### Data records
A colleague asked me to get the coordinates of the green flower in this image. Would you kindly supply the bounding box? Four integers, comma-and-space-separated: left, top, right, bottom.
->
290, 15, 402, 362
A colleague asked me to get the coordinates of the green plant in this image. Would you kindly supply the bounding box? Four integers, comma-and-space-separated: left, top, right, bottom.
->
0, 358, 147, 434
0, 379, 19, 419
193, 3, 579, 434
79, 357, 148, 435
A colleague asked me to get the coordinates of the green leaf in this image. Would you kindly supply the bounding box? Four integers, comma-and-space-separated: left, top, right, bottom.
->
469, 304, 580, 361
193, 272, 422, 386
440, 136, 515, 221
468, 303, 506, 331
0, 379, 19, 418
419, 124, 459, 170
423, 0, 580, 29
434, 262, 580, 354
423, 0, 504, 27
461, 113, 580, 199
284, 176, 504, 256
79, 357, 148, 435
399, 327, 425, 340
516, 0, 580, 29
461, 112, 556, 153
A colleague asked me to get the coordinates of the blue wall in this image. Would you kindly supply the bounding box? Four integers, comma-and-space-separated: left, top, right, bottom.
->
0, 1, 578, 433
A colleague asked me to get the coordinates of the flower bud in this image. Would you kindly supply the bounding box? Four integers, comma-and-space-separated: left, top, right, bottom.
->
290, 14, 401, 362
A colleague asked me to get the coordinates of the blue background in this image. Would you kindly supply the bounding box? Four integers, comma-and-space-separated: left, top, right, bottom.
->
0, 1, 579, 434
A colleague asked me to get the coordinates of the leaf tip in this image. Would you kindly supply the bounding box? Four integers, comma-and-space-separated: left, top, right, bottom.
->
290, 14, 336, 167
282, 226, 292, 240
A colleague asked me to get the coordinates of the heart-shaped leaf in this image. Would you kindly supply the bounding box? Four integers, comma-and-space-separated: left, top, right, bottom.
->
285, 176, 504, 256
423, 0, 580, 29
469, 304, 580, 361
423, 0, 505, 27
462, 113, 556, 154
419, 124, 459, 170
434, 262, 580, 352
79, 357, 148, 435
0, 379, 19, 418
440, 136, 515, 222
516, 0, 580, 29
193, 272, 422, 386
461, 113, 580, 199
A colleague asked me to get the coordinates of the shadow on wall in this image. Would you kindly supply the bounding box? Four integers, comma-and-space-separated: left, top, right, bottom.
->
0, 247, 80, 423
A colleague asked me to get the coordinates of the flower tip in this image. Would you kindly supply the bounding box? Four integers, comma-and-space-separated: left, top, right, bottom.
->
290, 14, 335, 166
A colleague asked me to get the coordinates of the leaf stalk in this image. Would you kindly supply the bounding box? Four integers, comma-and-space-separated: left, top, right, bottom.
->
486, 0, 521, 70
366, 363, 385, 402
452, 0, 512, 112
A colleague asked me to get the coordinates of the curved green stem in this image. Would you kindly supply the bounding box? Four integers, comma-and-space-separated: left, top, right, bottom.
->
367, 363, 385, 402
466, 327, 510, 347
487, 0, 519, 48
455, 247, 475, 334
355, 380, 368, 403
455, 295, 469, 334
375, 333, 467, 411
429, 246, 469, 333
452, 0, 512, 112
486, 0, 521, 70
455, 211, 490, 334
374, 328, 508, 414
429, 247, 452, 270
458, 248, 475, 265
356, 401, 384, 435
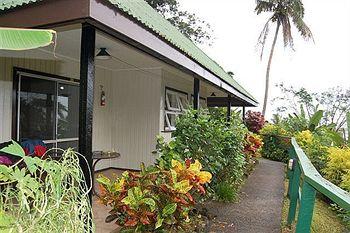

### Task goal
A word-for-word transcription of the entries above, free of images, is what is wanted.

### Finished task
A colleague asked me to get the coordinates of the green flower in this image. Would you kindly supply the bounding box? Four integers, comma-and-space-separated: left, top, right, bottom.
->
290, 15, 402, 362
A colleague asked me to get the coordinates of the green plant in this image. Would you kindly supply the bounding box? Four integers, comma-and-space-separated: left, top, right, bottom.
->
0, 358, 147, 434
0, 379, 19, 419
193, 3, 579, 434
79, 357, 148, 435
A colleague asked me to get the coordinates of the green leaf in this image. Would you kindly supply the bounding box? Four integers, comma-and-space-separated: left, top, right, bottom.
->
469, 304, 580, 361
193, 272, 422, 386
440, 136, 515, 221
468, 303, 506, 331
0, 379, 19, 418
419, 124, 459, 170
423, 0, 580, 29
434, 262, 580, 354
423, 0, 504, 27
461, 113, 580, 199
284, 176, 504, 256
79, 357, 148, 435
399, 327, 425, 340
516, 0, 580, 29
461, 112, 556, 153
A colleague asked me to get the coordinates of the blue wall in this image. Would you kindly supply the bounding box? Four integers, comma-and-space-separated: left, top, right, bottom.
->
0, 1, 578, 433
A colleague asked me to get the coordinates of the flower bud in this image. Would you kindly supply the bounding box? Four integers, comma-and-space-separated: left, top, right, bottom.
->
290, 14, 401, 362
A colleague asked me to get the coordinates of the blue background in this image. Would you kindly supply the bounding box? Four integers, comma-and-space-separated: left, top, right, bottom.
->
0, 1, 579, 434
A colleague asked me to get the coordinates of the leaf tip in this image. Would you kindly supply the bounding box? Four integers, comma-and-space-separated: left, top, right, bottom.
->
290, 14, 336, 167
282, 226, 292, 240
A colleague asked me to get the coordinates of the heart-shaped leaf in this image. Would you kindly supply the bounding box? Four integers, comma-and-space-separated: left, top, right, bottom.
->
285, 176, 504, 256
423, 0, 580, 29
469, 304, 580, 361
423, 0, 505, 27
462, 113, 556, 154
419, 124, 459, 170
434, 262, 580, 352
79, 357, 148, 435
0, 379, 19, 418
440, 136, 515, 222
516, 0, 580, 29
193, 272, 422, 386
461, 113, 580, 199
A colleague asked me to get the coordinates of the shadow on wall in this image. Would you kindly supply the bounding box? Four integers, comma-and-space-separated: left, top, right, bottom.
->
0, 247, 80, 423
A colleague asked me to get the coordinates of the flower tip in this image. Would you kindly supply the bounding box? Four integers, comma-and-space-separated: left, top, right, bottom.
->
290, 14, 335, 166
A colleague asked me to get the coordinates of the leaf stalk in this image. Would you kindly supply the bounding box? Four integers, comma-and-space-separated: left, top, right, bottom.
->
486, 0, 521, 70
366, 363, 385, 402
452, 0, 512, 112
A colleague asked me to get the coordinates of the curved green stem in this image. Would you kindly supply the bounding box? Four integers, comma-and-space-separated: left, top, right, bottom.
->
367, 363, 385, 402
466, 327, 510, 347
487, 0, 519, 48
455, 247, 475, 334
355, 380, 368, 403
455, 295, 469, 334
375, 333, 467, 411
429, 246, 469, 333
452, 0, 512, 112
486, 0, 521, 70
455, 211, 490, 334
374, 328, 508, 414
429, 247, 452, 270
458, 248, 475, 265
356, 401, 384, 435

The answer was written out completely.